> EXERCISE DETAILS
Could you print all of the data below again, exactly?

━━━━

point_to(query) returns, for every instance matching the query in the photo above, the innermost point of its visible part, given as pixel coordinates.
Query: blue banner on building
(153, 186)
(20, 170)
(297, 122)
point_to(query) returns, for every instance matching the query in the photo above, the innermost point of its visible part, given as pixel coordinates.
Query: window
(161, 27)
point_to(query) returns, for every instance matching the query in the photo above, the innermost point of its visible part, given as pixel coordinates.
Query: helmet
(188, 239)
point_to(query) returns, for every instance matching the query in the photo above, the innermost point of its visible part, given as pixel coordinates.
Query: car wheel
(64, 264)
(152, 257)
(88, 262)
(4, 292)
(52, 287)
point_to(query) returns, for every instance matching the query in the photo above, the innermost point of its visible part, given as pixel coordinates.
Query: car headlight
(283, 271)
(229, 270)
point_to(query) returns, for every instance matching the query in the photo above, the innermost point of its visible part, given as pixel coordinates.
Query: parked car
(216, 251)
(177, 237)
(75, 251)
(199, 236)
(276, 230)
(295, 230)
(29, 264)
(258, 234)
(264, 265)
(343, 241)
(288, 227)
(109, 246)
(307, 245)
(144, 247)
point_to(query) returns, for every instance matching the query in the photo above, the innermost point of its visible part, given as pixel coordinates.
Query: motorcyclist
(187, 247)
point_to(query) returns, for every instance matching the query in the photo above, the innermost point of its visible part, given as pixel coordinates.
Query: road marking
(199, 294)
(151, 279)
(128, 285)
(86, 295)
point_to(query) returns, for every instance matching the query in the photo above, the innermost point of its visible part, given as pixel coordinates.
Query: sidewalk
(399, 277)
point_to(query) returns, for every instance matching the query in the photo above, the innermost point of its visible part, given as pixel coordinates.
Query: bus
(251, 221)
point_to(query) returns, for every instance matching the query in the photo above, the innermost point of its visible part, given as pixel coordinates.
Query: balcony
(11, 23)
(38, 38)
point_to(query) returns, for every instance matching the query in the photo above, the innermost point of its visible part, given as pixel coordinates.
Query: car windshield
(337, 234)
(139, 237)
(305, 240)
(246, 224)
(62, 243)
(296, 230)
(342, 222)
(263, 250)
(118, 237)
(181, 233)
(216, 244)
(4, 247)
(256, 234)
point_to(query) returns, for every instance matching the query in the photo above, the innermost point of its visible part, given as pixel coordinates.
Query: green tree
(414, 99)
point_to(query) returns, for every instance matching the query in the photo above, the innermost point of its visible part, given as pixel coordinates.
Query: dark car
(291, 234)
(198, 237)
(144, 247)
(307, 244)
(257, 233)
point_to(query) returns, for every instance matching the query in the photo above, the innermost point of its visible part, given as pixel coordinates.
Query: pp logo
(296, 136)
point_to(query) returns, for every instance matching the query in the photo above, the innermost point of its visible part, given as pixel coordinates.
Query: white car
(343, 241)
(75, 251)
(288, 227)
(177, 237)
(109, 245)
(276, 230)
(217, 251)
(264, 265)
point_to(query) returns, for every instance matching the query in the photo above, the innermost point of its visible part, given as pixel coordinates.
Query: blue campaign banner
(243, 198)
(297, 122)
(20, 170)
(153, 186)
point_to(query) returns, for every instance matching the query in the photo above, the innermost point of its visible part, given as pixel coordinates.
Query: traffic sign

━━━━

> WRITTEN REPLY
point_to(query) returns, for every instance matching the query in the photo above, the innermost point of its visible part, given as pixel coordinates.
Query: blue banner on building
(153, 186)
(20, 170)
(297, 122)
point_to(query) returns, for every instance matching the query in the photo above, the innermost point of its visible part, given as pixel coordinates.
Query: window
(161, 27)
point_to(query) returns, for every instance matching the query in the photo above, the innermost point of its visible part, given as pixel coordinates.
Query: helmet
(188, 239)
point_to(query) returns, for every instance matching the query in the photo above, the innermost point of its visible part, given as pixel coordinates.
Query: car wheel
(64, 264)
(152, 257)
(88, 262)
(4, 292)
(52, 287)
point_to(query) returns, for every instance matching the query in the photo above, the innermost point of its visible part, given as pixel coordinates.
Query: car headlight
(283, 271)
(229, 270)
point_to(query) returns, for every instance matching the query in the photo above, the innermost point of its visible part, given as pixel coordinates.
Query: parked car
(216, 251)
(177, 237)
(75, 251)
(199, 236)
(276, 230)
(295, 230)
(29, 264)
(258, 234)
(264, 265)
(343, 241)
(288, 227)
(109, 246)
(307, 245)
(144, 247)
point_to(query) returns, for every instance matching the query in the photo above, the innermost point of its visible part, given as pixel coordinates.
Query: motorcyclist
(187, 247)
point_to(query) returns, for every instance matching the query in the photo above, the innermost point of its visible part, given as pixel coordinates.
Query: road marking
(199, 294)
(151, 279)
(128, 285)
(86, 295)
point_to(query) returns, for every instance matching the query in the photo above, the innermost point of its visible part, given as pixel coordinates.
Query: sidewalk
(399, 277)
point_to(query) returns, for every instance matching the query in the photo above, the innermost point of its visible part, given as pixel coordinates.
Query: bus
(251, 221)
point_to(query) returns, for every instance matching the query in the photo above, the innermost point of its visible part, given as pixel coordinates.
Query: balcony
(11, 23)
(38, 38)
point_to(query) returns, for every instance matching the query in the photo above, the innermost point of its visible part, given as pixel coordinates.
Query: car windshield
(337, 234)
(139, 237)
(305, 240)
(246, 224)
(62, 243)
(296, 230)
(342, 222)
(263, 250)
(118, 237)
(181, 233)
(216, 244)
(4, 247)
(256, 234)
point_to(query) returns, for every instance matching the query in the photo above, the innermost point of its visible part, given as pixel coordinates.
Query: green tree
(414, 99)
point_to(query) returns, for every instance matching the query in the photo above, the innermost point of its visible part, given as pixel coordinates.
Query: dark car
(291, 234)
(198, 237)
(144, 247)
(307, 244)
(257, 233)
point_to(query) returns, for every instance matching the query in the photo above, the innermost point of its visible part, given as pixel coordinates.
Query: pp logo
(296, 136)
point_to(query) returns, for every instance matching the query in the photo above, the innermost point of its visible part, given as pixel coordinates.
Query: white car
(343, 241)
(75, 251)
(288, 227)
(177, 237)
(109, 245)
(276, 230)
(217, 251)
(264, 265)
point_to(query) returns, for every instance matching the query in the photo above, the innermost point of its visible part, given as pixel coordinates.
Query: blue campaign banner
(243, 198)
(297, 122)
(20, 170)
(153, 186)
point_to(query) returns, for every instance matching the query in the photo above, the innermost point of its visible part, given as pixel coordinates.
Query: traffic sign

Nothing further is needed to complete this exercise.